● **Text block**
★ ★ ★ ★ ★ ★ ★

Communication Infrastructure Technologies and Devices

The target outcomes address disruptive research for complementary technologies enabling to support the full potential of future 6G wireless communications and service infrastructure, as presented in the SRIA. It covers:

• The availability of fixed backhaul and longhaul networks with performance levels compatible with 6G KPI’s in terms of bandwidth, capacity, latency, and flexibility.
• The availability of viable solutions, both from a technological and cost perspectives, allowing to bring beyond 5G and 6G services to places where terrestrial solutions are not economically viable, hence maximising coverage and access to services.
• The availability of solutions addressing the need to develop 3D scalable networks capable to address flying devices, beyond current network solutions primarily designed for 2D usage.

Please refer to the "Specific Challenges and Objectives" section for Stream B in the Work Programme, available under ‘Topic Conditions and Documents - Additional Documents’.

The work covers technological progress in optical technologies, NTN technologies, IoT and short-range communication with specific focus on:

• Flexible Capacity Scaling: The work addressed fundamental technologies on backhaul and long-haul networks able to reach rates of 10 Terabit/s optoelectronic Interfaces and multi-Petabit/s for optical fibre systems, operating at symbol rates of more than 100 GBauds, with viable transportation per bit cost especially for high demand multimedia services. It includes the flexible exploitation of new wavelength bands with progress in a wide range of technologies such as optical amplifiers, opto-electronics devices, and sub-systems. Techniques to safeguard optical network infrastructure against data leakage and unexpected service outages, improving system reliability are in scope.
• Ultra-high Energy Efficiency: Develop novel switching optical architectures and new routing protocols, and design new semantic description and information models allowing the control of such optical networks, moving into essentially full-optical transport and control systems, considering new control mechanisms that optimise traffic flows across network layers, particularly if combined with optical space and wavelength switching, and bypass energy-hungry electronic functions.
• Integration of Optical and Wireless Technologies from 2 different perspectives: i) technologies enabling the coexistence of fronthaul and backhaul networks and supporting end-to-end, wireless, and all-optical networks. This covers possible redesign of the backhaul/fronthaul application space such as packet switching with new packet friendly fronthaul interfaces in scenarios where many users generate a low amount of traffic data each, or multi-user mode (MU-MIMO) with an interoperable solution (Layer 2 and 3), reliability, durability, and energy efficiency; ii) in applicability of advanced light related technologies such as LEDs (light-emitting diodes), lasers, outdoor point-to-point devices (FSO — Free Space Optics), point-to-multipoint commercial applications (Li-Fi — Light Fidelity) or between devices (OCC – Optical Camera Communication) and Fiber Wireless Fiber (Fi-Wi), for the design of novel communication schemes, system architectures and protocols, in order to fully integrate these technologies in the communication infrastructure.

★ ★ ★ ★ ★ ★ ★

Reproduce the passage of the communication infrastructure text starting at "The work covers" and ending at "are in scope.". Work only from the communication infrastructure text.

● **Record excerpts**
★ ★ ★ ★ ★ ★ ★

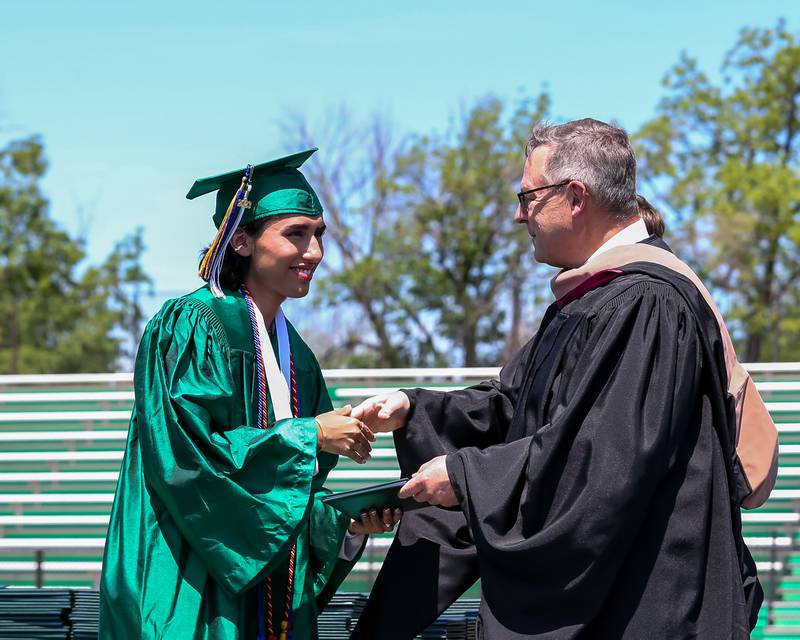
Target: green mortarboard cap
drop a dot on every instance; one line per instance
(278, 188)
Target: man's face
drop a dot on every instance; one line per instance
(548, 215)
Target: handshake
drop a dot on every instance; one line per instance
(350, 430)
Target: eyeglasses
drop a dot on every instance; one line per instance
(524, 200)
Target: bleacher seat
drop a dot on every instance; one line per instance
(62, 439)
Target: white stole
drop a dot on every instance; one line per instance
(278, 378)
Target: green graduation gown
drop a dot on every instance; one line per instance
(207, 504)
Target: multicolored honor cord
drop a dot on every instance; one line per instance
(212, 261)
(266, 627)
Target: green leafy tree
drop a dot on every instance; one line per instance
(723, 160)
(57, 318)
(429, 267)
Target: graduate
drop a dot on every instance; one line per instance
(218, 530)
(595, 488)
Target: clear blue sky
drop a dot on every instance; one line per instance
(134, 99)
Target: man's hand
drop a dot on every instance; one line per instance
(385, 412)
(340, 433)
(430, 483)
(373, 522)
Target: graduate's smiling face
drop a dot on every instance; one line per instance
(549, 214)
(283, 256)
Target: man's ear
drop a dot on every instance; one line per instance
(242, 243)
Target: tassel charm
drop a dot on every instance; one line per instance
(211, 265)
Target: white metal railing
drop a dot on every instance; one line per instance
(453, 373)
(61, 487)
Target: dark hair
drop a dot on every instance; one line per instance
(652, 218)
(235, 267)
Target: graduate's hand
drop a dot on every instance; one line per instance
(344, 435)
(385, 412)
(431, 483)
(374, 522)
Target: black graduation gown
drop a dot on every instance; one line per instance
(597, 480)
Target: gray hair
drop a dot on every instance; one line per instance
(598, 154)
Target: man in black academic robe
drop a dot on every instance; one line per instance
(594, 488)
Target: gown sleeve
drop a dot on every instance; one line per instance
(553, 514)
(327, 526)
(441, 422)
(237, 493)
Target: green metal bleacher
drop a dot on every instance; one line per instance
(62, 439)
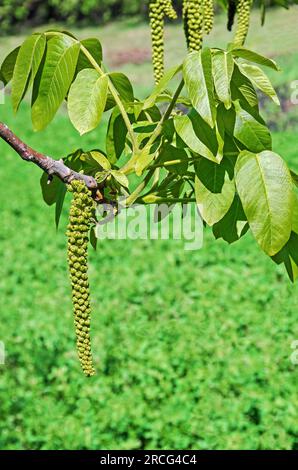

★ ★ ★ ★ ★ ★ ★

● **Response**
The work covers technological progress in optical technologies, NTN technologies, IoT and short-range communication with specific focus on:

• Flexible Capacity Scaling: The work addressed fundamental technologies on backhaul and long-haul networks able to reach rates of 10 Terabit/s optoelectronic Interfaces and multi-Petabit/s for optical fibre systems, operating at symbol rates of more than 100 GBauds, with viable transportation per bit cost especially for high demand multimedia services. It includes the flexible exploitation of new wavelength bands with progress in a wide range of technologies such as optical amplifiers, opto-electronics devices, and sub-systems. Techniques to safeguard optical network infrastructure against data leakage and unexpected service outages, improving system reliability are in scope.